▶ Document excerpt:
My objective with Phaser 4 has always been to bring the codebase into the modern browser age and take full advantage of TypeScript. As well as that, it was an opportunity to revisit the API structure and redo things that weren't fully realized the first time around. I've been working solidly to this end and covering a lot of ground, so let's dive into the most recent updates.

Up until recently, I had been creating test after test, trying out different approaches and performance benchmarking various strategies. This had all been taking place using a WebGL2 Renderer and the first 34 or so tests were all built around it. You can read my previous logs for details about those. The problem, however, is that WebGL2 is effectively dead. While it has a moderately decent desktop presence, it will never appear on iOS. Given that represents a significant portion of mobile (perhaps not as large as you may think, but still enough to be a major consideration), it feels pointless pushing any further in this direction. We have the very well supported WebGL1 covering all bases today and the only real choice the future presents is WebGPU.

To this end, it was around test 35 that I decided to switch track and build out a revised WebGL1 Renderer. WebGL1 was always a requirement, anyway, just like Canvas is. This work was always going to happen, so it made sense to get started on it now rather than later. Longer-term, we'll move directly to WebGPU, as this is where the future of rendering on the web lies.

[Named object pointing entries]

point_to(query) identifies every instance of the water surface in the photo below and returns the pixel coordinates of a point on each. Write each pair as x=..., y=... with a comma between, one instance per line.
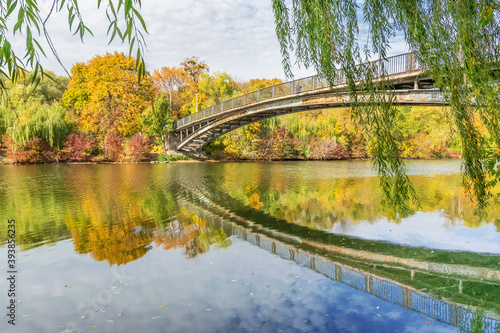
x=246, y=247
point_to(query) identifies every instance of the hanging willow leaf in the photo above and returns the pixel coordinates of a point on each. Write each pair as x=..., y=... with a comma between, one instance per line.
x=28, y=17
x=457, y=41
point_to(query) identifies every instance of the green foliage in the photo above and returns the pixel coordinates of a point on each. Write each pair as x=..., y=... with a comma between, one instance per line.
x=157, y=120
x=172, y=158
x=456, y=41
x=32, y=118
x=217, y=87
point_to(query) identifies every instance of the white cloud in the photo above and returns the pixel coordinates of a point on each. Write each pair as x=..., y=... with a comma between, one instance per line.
x=236, y=36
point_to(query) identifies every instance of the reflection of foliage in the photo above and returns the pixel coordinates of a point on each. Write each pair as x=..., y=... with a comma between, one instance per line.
x=192, y=233
x=321, y=204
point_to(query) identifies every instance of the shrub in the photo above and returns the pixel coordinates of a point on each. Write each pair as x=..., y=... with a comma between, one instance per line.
x=113, y=147
x=138, y=147
x=79, y=147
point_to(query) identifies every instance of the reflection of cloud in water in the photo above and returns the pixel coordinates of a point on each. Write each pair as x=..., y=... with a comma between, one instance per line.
x=245, y=288
x=427, y=229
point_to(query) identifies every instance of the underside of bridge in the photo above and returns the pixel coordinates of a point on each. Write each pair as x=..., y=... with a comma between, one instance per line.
x=409, y=89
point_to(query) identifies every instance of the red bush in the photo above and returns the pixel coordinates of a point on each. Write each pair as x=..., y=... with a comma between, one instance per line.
x=453, y=154
x=113, y=146
x=138, y=147
x=79, y=147
x=327, y=149
x=33, y=151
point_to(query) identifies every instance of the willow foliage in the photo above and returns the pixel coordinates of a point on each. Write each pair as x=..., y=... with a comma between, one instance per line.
x=457, y=41
x=29, y=18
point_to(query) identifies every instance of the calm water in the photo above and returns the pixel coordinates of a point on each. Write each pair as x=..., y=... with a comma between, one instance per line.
x=245, y=247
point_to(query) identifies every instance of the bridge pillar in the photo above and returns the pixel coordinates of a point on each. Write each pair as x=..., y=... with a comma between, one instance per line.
x=171, y=141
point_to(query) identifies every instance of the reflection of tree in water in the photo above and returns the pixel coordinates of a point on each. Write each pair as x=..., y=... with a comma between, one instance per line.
x=192, y=233
x=118, y=244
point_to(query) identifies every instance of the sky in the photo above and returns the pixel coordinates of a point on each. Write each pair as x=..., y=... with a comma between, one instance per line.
x=236, y=36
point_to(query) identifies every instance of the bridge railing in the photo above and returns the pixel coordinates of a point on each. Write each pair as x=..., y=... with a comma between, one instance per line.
x=395, y=65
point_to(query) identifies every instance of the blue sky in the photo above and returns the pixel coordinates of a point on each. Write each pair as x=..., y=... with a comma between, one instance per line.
x=236, y=36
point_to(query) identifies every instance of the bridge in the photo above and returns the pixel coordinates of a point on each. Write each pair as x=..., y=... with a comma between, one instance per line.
x=411, y=87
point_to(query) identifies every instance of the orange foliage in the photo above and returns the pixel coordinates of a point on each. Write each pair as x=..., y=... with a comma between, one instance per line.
x=106, y=95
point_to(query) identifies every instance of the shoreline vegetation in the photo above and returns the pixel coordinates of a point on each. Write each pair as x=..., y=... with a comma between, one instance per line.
x=103, y=115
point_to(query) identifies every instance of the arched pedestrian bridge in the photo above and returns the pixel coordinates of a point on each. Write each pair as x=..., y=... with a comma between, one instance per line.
x=191, y=133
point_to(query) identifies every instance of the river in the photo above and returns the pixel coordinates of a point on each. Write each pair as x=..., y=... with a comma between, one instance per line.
x=245, y=247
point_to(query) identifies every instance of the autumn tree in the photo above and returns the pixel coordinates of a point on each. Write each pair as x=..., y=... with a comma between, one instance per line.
x=174, y=82
x=157, y=120
x=215, y=88
x=194, y=67
x=256, y=84
x=181, y=84
x=106, y=96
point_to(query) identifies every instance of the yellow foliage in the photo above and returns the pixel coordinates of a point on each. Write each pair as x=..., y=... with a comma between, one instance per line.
x=107, y=96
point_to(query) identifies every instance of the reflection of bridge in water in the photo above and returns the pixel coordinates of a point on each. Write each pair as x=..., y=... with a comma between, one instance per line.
x=442, y=310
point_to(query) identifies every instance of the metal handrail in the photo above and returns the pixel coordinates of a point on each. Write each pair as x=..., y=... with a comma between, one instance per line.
x=396, y=65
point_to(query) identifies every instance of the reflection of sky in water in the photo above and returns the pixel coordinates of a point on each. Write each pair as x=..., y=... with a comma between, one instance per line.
x=354, y=169
x=427, y=229
x=241, y=289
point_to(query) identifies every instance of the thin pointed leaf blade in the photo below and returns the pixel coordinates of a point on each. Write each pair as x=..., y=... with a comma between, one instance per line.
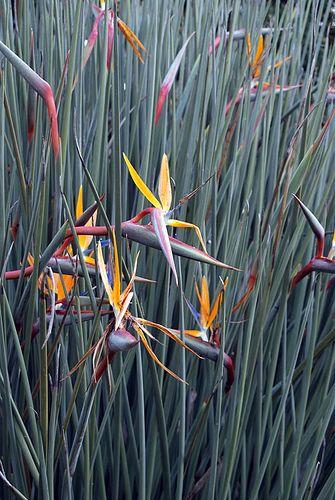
x=169, y=79
x=140, y=184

▶ Set problem A: According to the Phaser 4 development log, at roughly which test did work switch from the WebGL2 Renderer to a revised WebGL1 Renderer?
▶ Set problem B: Extend the Phaser 4 development log past its final sentence, keeping its first-person technical voice.

▶ Expected answer A: Around test 35.

▶ Expected answer B:
Canvas 4 Ever

Before I dive into the WebGL1 side of things, I just wanted to cover Canvas quickly. A number of frameworks consider canvas support as a "legacy" feature or have deprecated it away entirely. I understand the reasoning, after all, you can do so much more with WebGL and more importantly, support for it is virtually everywhere. Yet Canvas is far from dead and to this day has a couple of significant benefits. The first is that if the file size is an issue (as I know it is for a lot of devs here creating playable ads), then a Canvas Renderer is often more than enough and can easily be significantly smaller in size than even the most streamlined WebGL one. Secondly, new features are still being added to it.

A few months ago at Chrome Dev Summit 2019, there was a great session talking about upcoming features such as the new Text Metrics API, which finally gives us accurate text measurements! Some new primitives and path constructs including rounded rectangles and ovals. The Recorded Pictures API, which allows you to record all of the commands a canvas receives and then play them back to the same canvas, or another one. And finally, there is the new Batched Draw Image API, allowing you to draw multiple images with a single API call. This is a significant feature in its own right.

Add Offscreen Canvas to this list and honestly, there is plenty of life in the old dog yet. This is why Phaser 4 will include a Canvas Renderer, just like all versions before it and will not consider it deprecated. As the new browser APIs land, I'll expose them as best I can. Now, back to WebGL.

WebGL1 Renderer

I went right back to the beginning with this. Literally starting from square one (or perhaps I should say 'quad one'?!) and coding it from scratch. The key wasn't to drop-in every possible feature, or even to make it as 'flexible' as possible, it was to just handle one thing and handle it well: the rendering of sprites.

I started building the renderer up, piece by tiny piece. The very first version shoved a tri on-screen:

The second a quad:

And so it went, piece by piece. I added in texture frame / UV support, a camera matrix, a projection matrix, a static buffer, sub data tests, batching, a basic display list, texture frames, quad positions and on and on.

I built on-top of every version, iterating as I went, testing different approaches. You can track the entire evolution of the renderer here on the Phaser 4 Dev Site. You can also find all of the code for each part here on GitHub.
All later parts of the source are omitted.